Advertisement

Golf: No more birdie vision

Share via

Richard Dunn

As the Toshiba Senior Classic grows a year older, the host site of

the Senior PGA Tour event, Newport Beach Country Club, is becoming more

refined.

The mature, tree-lined golf course, which opened in 1954 when it was Irvine Coast Country Club and is known for its gently rolling terrain,

will have a big surprise for members of the Senior Tour next month.

For the first time, the seniors will play the new 18th green at

Newport Beach, which underwent an extensive remodeling project last

summer and is bound to give golfers a more difficult time than in years

past.

The par-5 hole No. 18, which has historically played as one of the

easiest in the Toshiba Classic, will no longer induce visions of birdies.

In fact, the look of the hole from 100 yards in has completely

changed.

The green is now elevated and undulated, mounds have been added behind

it to give it some flash and new bunkers have been built.

A flower planter behind the green, on the side of a mound, proudly

displays the letters NBCC as players and visitors walk in from the

parking lot.

From the fairway, the clubhouse is no longer in the backdrop and a

stronger premium on placement is required.

“From 10-to-12 yards off the green, (the fairway) is about seven feet

lower than the putting surface,” Newport Beach Country Club President

Jerry Anderson said.

The hole’s distance is the same, 510 yards from the blue tees. But the

green at 18, raised about four feet in the back, now features mounds

behind it. The highest point is about 14 feet.

The club, committed to improving the golf course each year it hosts

the Senior Tour event, has completed other projects and planted 20 new

pine trees, but the change at 18 is the most dramatic.

No. 18 has ranked as the second-easiest hole on the course in four of

the five years the event has been played there, but starting this year,

golfers will have an uphill approach to 18 and a critical third shot to

the green.

“I think that’s a pretty big story,” tournament director Jeff Purser

said of the renovated finishing hole. “And the golf course looks

unbelievable right now.”

The seventh annual Toshiba Classic is Feb. 26 through March 4.

For the seventh year in a row, Pelican Hill Golf Club has been ranked

as operating one of the “top 100 golf shops in the nation” for resort

courses by Golf Shop Operations Magazine.

Pelican Hill opened its Ocean South Course November, 1991, then

introduced its second Tom Fazio-designed course, the Ocean North, two

years later.

Pelican Hill, owned by the Irvine Co., has hosted the Team Matches

from all three major tours in each of the last two Decembers.

Speaking of the Irvine Co., the Newport Beach-based property

development giant plans to open Shady Canyon Golf Course for play later

this year.

Shady Canyon, with its initiation membership price tag rumored to be

in the $200,000 range, is also designed by Fazio and located in a

secluded area of Irvine’s San Joaquin Hills.

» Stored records
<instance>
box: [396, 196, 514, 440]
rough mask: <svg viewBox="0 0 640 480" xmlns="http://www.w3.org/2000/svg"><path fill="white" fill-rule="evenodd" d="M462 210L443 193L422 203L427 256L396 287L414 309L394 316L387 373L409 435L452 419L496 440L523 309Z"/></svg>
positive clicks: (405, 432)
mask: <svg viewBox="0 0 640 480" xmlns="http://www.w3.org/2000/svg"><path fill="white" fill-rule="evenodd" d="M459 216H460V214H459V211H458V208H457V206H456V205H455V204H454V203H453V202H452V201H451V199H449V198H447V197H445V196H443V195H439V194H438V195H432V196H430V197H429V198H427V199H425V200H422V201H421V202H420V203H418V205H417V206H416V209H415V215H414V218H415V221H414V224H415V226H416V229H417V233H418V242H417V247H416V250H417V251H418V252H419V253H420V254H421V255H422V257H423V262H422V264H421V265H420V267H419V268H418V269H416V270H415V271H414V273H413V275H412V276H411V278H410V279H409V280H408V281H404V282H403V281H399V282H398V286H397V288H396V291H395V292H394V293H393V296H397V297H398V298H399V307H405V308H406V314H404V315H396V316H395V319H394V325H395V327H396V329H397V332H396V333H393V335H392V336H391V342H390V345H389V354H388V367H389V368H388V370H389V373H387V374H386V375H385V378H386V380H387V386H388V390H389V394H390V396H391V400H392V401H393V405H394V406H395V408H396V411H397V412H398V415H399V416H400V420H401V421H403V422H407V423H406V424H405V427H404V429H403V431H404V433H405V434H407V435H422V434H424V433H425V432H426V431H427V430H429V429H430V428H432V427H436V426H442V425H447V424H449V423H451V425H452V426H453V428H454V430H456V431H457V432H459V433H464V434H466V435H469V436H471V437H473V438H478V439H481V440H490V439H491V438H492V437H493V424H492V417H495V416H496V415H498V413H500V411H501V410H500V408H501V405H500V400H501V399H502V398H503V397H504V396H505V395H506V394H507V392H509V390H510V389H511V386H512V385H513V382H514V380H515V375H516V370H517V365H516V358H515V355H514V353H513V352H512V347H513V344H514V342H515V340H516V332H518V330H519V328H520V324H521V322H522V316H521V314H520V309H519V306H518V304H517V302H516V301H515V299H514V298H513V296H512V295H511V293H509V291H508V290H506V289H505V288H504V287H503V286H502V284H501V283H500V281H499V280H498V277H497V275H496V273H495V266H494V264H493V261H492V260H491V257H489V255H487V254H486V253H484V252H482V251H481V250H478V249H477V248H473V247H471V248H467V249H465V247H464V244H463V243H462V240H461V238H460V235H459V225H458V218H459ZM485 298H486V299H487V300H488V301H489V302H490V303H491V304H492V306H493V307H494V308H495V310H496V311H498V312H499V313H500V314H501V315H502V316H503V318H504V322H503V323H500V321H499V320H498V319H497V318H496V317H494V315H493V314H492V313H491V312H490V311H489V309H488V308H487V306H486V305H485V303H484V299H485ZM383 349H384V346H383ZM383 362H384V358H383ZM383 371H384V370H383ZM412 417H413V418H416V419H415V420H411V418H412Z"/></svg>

» ACTIVITIES
A) Turn the paragraph of the golf column that begins "No. 18 has ranked" into a short bulleted list that keeps its main facts.
B) Write out everything in the golf column from "Jerry Anderson said." down to "about 14 feet.", word for word.

» ANSWERS FOR THE EXERCISE
A)
- No. 18 has been the second-easiest hole on the course in four of the five years the event has been played there.
- Starting this year, golfers will face an uphill approach to 18.
- The third shot to the green will be critical.

B)
Jerry Anderson said.

The hole’s distance is the same, 510 yards from the blue tees. But the

green at 18, raised about four feet in the back, now features mounds

behind it. The highest point is about 14 feet.